Alberghi: Regione sussidia l’inefficienza, applausi di Federalberghi

Regione devolve 6 milioni di euro dei contribuenti ad un sistema alberghiero poco competitivo.

Entusiasmo di Federalberghi, che al posto di parlare del ritardo degli hotel sardi scarica le colpe sull’abusivismo e pensa di destagionalizzare l’offerta coi soldi pubblici.

Nel frattempo Briatore viene insultato per aver detto delle ovvietà: ci sono pochi voli, pochi servizi e poche strutture di alto livello rispetto alla concorrenza internazionale.

Abbiamo un’isola drogata di sussidi, all’ottavo posto nell’Europa mediterranea per efficienza del turismo, e culturalmente abbonata ad un “turismo ciabattaro”, che ignora persino quantità e qualità dei suoi hotel: vediamo alcuni dati.

Di Adriano Bomboi.

L’assessorato regionale al lavoro ha devoluto 6 milioni di euro dei contribuenti (fondi Por Fse 2014-2020) al comparto alberghiero, al fine di “allungare la stagione” in un modo alquanto singolare: far assumere personale oltre il consueto periodo caldo del turismo sardo, cioè oltre primavera-estate. Quando le prenotazioni calano, sino ad arrivare alla chiusura annuale di buona parte degli alberghi sardi.

L’iniziativa denota un autentico spreco di denaro pubblico perché occulta le ragioni della scarsa competitività del nostro sistema alberghiero, ormai segnalate da anni dagli esperti: escluso il comparto extralberghiero, l’isola, al 2017 (dati R.A.S.), possiede appena 918 hotel. Di cui soli 30 a 5 stelle (e luxury); 276 a 4 stelle; 410 a 3 stelle; 86 a 2 stelle e 34 ad 1 stella. Seguono 82 residenze turistico-alberghiere.
Il tutto pari a 109.659 posti letto (rispetto ai 102.166 del ramo extralberghiero).

Come noto, nel mercato è in crescita la domanda di alberghi di fascia medio-alta (da 4 stelle in sopra), e in calo quella di strutture di livello inferiore (che in Sardegna, come abbiamo appena visto, a partire dai 3 stelle, costituiscono invece la maggioranza).

L’ultimo rapporto della CNA sarda (13-07-19) evidenzia inoltre che l’isola è solo ottava, anche per competitività sul turismo, dietro a realtà quali Baleari, Malta, Cipro, Corsica, Croazia, Algarve e Creta. Abbiamo scarsa efficienza produttiva, che deriva, come abbiamo visto, da imprese piccole, sottocapitalizzate e dequalificate.

La conclusione è ovvia: quali riflessioni di mercato hanno spinto la Regione (e Federalberghi) a pensare che dei sussidi al lavoro, in un’offerta territorialmente inadeguata, possano intercettare una maggiore domanda sul mercato?
Federalberghi auspica persino che la misura del sussidio diventi “strutturale” (prima ancora di osservarne i probabili disastrosi esiti). E ciò fa intuire a che livello è calata la competenza di questa associazione di categoria.

### Estratti del materiale
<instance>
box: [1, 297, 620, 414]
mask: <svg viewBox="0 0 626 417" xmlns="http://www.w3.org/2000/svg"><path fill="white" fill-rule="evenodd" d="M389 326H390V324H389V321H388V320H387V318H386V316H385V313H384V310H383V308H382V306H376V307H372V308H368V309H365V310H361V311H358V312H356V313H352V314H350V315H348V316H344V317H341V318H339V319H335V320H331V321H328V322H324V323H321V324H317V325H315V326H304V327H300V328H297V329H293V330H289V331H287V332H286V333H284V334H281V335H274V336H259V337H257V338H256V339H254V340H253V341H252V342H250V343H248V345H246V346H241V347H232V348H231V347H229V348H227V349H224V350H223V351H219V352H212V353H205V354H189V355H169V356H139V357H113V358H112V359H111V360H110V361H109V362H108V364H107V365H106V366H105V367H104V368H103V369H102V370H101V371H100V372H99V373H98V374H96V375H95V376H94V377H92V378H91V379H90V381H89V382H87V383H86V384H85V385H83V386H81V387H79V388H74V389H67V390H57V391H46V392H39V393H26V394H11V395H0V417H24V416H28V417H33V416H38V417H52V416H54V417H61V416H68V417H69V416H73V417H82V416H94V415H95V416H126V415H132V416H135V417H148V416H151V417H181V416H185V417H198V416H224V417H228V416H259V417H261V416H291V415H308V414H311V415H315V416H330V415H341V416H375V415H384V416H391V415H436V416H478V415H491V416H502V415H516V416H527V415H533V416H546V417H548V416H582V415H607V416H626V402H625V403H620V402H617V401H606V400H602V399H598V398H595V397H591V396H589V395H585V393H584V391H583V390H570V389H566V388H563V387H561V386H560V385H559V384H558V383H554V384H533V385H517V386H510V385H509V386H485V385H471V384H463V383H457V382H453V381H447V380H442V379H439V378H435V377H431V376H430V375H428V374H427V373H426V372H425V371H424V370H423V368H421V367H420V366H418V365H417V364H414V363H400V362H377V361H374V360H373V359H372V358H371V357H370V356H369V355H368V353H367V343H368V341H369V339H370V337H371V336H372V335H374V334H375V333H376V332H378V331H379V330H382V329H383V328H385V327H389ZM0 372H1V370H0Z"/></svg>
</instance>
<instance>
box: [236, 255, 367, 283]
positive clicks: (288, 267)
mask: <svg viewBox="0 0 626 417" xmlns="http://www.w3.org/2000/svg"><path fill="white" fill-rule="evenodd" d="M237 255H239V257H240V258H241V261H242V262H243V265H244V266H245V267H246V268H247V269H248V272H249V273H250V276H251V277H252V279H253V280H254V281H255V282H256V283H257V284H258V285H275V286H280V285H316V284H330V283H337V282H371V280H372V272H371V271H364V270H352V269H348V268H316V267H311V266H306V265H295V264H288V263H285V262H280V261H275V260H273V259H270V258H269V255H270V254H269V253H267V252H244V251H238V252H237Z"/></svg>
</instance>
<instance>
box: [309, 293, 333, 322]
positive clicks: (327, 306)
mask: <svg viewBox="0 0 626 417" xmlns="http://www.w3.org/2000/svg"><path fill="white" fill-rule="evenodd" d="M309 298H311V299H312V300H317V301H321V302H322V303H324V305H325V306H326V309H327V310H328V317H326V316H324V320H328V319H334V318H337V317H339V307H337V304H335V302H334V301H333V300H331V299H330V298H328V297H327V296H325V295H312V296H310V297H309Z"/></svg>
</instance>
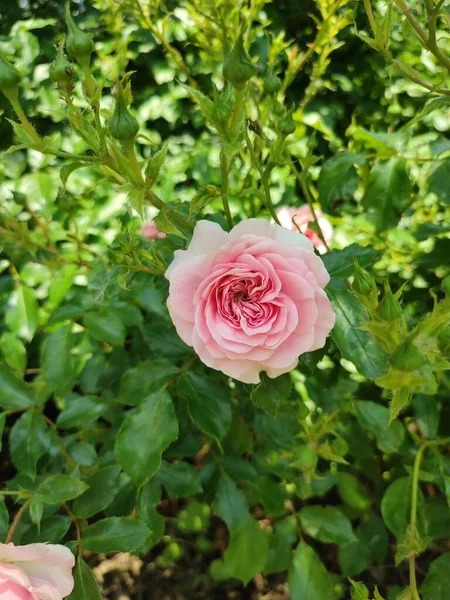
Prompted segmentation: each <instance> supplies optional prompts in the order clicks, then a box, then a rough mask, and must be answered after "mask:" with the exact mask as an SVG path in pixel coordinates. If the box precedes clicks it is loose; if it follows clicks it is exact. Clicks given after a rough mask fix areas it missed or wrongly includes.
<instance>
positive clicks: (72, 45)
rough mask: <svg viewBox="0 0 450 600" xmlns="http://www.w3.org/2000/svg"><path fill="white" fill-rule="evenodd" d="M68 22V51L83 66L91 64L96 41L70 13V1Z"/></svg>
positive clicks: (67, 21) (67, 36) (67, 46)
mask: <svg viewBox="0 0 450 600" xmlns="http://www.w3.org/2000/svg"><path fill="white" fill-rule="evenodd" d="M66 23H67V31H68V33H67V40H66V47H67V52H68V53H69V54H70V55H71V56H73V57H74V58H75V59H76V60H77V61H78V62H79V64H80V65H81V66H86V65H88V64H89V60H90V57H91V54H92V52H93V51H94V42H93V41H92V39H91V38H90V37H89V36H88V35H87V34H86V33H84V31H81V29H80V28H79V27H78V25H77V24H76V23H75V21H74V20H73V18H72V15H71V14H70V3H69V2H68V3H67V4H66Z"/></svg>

### Esplora il materiale
1. Riscrivi sotto forma di elenco il paragrafo dell'articolo sugli alberghi sardi che inizia con "L'ultimo rapporto della CNA sarda". Conserva i fatti principali.
2. Estrai dall'articolo sugli alberghi sardi, senza alcuna modifica, il tratto che va da "Alberghi: Regione sussidia" fino a "alberghiero poco competitivo.".

### Elenco delle soluzioni
1.
- Fonte: l'ultimo rapporto della CNA sarda, del 13-07-19.
- La Sardegna è solo ottava, anche per competitività sul turismo.
- Davanti a lei si trovano Baleari, Malta, Cipro, Corsica, Croazia, Algarve e Creta.
- L'isola ha scarsa efficienza produttiva.
- Questa deriva da imprese piccole, sottocapitalizzate e dequalificate.

2.
Alberghi: Regione sussidia l’inefficienza, applausi di Federalberghi

Regione devolve 6 milioni di euro dei contribuenti ad un sistema alberghiero poco competitivo.